§ **Selected extract**
********
Quivering thought

Given Equation $z^2+z+(1-a)=0$

Clearly, This equation will not have Real Roots if D<0 $1-4(1-a)<0$

$4a<3$

$a < \dfrac {3}{4}$

Therefore, a has to be lesser than $\dfrac {3}{4}$

Hence, $a$ cannot take the value $\dfrac {3}{4}$

Let $\displaystyle z = x + iy$ be the complex number.

Now, a can be written as:
$\displaystyle a = x^{2} + x + 2ixy +iy -y^{2} + 1$

For a to have real values, the imaginary part of a must be zero i.e. :

$\displaystyle 2ixy + iy = 0$

$=> iy(2x +1) = 0$ but

$i !=0$ and $y !=0$ because z has non-zero imaginary part, therefore, $2x+1 = 0$ or $\displaystyle x = -\frac{1}{2}$

Plugging this value in a gives: $\displaystyle a_{real} = \frac{1}{4} - \frac{1}{2} - y^{2} + 1$ or $\displaystyle a_{real} = \frac{3}{4} - y^2$ Given that $z$ has non zero imaginary part meaning that $y$ is never zero. So the value at $y=0$ is not possible for a. Hence, answer is $\boxed{\frac{3}{4}}$ .
********
§ **Data shown**
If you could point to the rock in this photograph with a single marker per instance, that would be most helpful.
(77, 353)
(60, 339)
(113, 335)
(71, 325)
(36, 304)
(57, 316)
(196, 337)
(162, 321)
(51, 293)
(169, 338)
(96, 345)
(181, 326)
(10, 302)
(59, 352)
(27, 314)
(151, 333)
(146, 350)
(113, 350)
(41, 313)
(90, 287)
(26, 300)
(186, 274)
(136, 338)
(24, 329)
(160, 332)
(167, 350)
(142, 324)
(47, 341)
********
§ **Things to do**
A - In the solution, what value must x take for a to be real?
B - Copy the part of the solution from "Clearly, This equation" to "the complex number." word for word.

§ **Responses in order**
A - x = −1/2

B -
Clearly, This equation will not have Real Roots if D<0 $1-4(1-a)<0$

$4a<3$

$a < \dfrac {3}{4}$

Therefore, a has to be lesser than $\dfrac {3}{4}$

Hence, $a$ cannot take the value $\dfrac {3}{4}$

Let $\displaystyle z = x + iy$ be the complex number.